Work order: Each line from the one containing "Exercise. Spot the chimney" through the end of the entries below must be output exactly; no other line belongs.

_ _ _ _ _

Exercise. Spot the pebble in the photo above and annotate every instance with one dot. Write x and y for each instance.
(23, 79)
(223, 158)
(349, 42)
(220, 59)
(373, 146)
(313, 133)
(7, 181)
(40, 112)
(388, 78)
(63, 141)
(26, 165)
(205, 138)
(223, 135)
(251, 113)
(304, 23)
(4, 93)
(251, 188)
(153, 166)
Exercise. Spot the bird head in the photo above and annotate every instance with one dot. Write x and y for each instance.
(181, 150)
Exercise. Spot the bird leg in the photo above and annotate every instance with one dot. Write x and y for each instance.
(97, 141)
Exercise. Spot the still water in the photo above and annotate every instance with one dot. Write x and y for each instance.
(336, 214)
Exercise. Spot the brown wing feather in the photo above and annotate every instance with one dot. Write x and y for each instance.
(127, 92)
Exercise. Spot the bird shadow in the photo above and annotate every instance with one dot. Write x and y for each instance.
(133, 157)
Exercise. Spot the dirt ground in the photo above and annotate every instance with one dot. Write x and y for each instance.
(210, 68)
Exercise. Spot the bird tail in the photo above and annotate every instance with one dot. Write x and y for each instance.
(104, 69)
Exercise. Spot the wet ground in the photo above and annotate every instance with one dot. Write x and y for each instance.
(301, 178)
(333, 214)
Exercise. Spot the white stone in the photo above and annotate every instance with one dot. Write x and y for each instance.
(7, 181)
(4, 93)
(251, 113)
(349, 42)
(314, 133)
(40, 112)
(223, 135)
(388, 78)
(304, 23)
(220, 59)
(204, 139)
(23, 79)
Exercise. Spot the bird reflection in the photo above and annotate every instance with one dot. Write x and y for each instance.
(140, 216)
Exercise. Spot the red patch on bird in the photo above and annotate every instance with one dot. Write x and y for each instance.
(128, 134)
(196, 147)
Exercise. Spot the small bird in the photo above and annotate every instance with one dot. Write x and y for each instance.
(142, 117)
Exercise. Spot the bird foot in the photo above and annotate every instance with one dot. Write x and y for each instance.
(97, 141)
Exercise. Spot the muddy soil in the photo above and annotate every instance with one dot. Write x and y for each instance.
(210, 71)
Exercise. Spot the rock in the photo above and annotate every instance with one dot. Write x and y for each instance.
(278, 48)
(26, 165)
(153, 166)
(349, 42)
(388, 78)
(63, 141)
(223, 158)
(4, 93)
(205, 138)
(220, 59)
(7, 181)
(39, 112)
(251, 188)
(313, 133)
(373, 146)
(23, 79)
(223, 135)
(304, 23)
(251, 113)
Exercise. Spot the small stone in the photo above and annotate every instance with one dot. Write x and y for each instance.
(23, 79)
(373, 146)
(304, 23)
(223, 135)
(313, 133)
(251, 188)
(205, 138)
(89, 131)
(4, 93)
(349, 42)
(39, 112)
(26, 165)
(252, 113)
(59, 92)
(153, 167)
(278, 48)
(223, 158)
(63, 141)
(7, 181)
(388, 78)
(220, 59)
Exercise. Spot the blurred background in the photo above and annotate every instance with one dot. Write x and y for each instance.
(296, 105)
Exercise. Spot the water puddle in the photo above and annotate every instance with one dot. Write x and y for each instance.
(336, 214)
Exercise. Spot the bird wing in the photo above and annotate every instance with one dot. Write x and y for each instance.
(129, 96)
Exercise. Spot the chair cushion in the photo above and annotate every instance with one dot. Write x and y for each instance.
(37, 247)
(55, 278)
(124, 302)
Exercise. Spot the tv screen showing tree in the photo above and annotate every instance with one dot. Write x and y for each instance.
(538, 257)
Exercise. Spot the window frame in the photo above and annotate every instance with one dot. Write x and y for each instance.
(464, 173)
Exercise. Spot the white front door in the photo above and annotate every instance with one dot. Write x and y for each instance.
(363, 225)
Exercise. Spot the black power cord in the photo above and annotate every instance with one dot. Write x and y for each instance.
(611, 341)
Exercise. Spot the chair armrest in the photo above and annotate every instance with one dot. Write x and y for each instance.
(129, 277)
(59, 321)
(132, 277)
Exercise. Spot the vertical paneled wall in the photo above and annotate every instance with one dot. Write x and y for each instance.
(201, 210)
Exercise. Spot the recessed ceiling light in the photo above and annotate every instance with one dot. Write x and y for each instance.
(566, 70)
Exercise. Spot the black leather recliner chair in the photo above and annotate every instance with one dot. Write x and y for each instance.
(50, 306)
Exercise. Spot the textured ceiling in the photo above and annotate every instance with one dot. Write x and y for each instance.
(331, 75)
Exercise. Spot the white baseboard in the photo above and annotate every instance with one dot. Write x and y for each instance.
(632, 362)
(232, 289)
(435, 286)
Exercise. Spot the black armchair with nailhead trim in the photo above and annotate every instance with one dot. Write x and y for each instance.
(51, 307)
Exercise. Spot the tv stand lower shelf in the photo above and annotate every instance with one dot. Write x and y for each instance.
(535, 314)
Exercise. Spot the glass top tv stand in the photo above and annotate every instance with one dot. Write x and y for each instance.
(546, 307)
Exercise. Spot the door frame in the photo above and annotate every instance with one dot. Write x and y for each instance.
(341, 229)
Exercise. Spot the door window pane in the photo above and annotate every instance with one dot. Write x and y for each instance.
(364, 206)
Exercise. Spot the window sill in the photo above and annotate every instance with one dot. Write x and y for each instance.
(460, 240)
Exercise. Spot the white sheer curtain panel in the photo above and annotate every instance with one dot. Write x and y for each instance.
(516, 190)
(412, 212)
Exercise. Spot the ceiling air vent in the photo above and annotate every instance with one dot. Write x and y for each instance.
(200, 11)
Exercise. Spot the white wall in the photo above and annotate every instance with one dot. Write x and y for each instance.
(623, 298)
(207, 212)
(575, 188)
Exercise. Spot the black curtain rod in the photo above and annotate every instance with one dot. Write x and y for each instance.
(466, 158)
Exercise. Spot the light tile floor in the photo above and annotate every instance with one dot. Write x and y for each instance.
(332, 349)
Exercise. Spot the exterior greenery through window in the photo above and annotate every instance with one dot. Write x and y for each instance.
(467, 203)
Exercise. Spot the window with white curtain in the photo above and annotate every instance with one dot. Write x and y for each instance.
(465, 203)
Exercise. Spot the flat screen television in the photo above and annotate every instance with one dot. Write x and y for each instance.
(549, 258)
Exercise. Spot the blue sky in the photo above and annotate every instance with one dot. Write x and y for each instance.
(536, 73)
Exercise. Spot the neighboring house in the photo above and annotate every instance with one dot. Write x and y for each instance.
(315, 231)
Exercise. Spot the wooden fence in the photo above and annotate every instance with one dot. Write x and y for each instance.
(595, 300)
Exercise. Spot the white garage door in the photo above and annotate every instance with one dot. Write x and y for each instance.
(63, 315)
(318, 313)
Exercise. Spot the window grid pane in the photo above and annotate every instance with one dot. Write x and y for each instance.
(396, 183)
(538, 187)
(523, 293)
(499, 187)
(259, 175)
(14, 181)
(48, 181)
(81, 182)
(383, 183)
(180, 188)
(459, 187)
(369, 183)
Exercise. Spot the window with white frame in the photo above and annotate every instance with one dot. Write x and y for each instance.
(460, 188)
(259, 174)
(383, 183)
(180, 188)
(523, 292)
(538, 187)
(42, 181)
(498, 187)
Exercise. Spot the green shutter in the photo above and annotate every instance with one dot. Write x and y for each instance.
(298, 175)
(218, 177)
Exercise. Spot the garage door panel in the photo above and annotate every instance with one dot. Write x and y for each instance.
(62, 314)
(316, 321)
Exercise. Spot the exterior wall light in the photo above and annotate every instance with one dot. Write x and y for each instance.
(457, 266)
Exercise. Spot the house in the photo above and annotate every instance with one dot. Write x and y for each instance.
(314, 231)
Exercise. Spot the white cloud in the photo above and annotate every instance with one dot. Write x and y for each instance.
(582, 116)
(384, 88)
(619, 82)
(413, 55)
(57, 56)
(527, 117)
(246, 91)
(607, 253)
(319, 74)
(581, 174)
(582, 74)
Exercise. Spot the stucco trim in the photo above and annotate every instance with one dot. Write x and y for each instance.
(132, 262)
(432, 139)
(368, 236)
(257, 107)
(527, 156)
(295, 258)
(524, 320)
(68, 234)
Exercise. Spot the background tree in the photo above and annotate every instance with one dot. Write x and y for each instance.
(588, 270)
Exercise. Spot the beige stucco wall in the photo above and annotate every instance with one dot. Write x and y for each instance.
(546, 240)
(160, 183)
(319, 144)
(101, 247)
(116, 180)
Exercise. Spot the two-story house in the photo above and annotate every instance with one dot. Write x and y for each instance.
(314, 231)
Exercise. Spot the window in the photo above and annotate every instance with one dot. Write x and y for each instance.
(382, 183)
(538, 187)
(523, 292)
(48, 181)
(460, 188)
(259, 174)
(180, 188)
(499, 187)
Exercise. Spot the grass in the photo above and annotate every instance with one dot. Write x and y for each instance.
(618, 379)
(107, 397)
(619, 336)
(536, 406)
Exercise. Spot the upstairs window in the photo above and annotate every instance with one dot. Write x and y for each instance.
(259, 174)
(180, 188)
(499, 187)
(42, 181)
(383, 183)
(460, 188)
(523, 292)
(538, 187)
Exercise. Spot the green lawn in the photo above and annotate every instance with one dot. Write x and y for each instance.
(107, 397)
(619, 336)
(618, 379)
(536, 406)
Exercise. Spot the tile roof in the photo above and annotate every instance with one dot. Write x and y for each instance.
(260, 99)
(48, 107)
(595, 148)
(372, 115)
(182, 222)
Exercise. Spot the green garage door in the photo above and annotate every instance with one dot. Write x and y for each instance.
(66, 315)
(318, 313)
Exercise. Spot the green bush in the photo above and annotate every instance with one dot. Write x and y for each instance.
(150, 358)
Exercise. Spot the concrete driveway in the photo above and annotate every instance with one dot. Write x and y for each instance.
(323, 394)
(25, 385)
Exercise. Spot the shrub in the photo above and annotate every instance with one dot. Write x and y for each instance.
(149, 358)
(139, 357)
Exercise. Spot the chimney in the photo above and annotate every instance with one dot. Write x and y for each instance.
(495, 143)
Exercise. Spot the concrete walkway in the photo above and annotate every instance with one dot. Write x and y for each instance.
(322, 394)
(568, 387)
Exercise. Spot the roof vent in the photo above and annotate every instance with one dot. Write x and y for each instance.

_ _ _ _ _

Exercise answer:
Exercise. Spot the chimney in the photo above and annotate every instance with one dot. Write x and y for each instance.
(495, 143)
Exercise. Spot the concrete walkway in the photo above and annotate every instance with one dot. Write x and y for each instance.
(322, 394)
(568, 387)
Exercise. Spot the roof vent in the photo above and annotate every instance with one dot. Write x and y for each instance.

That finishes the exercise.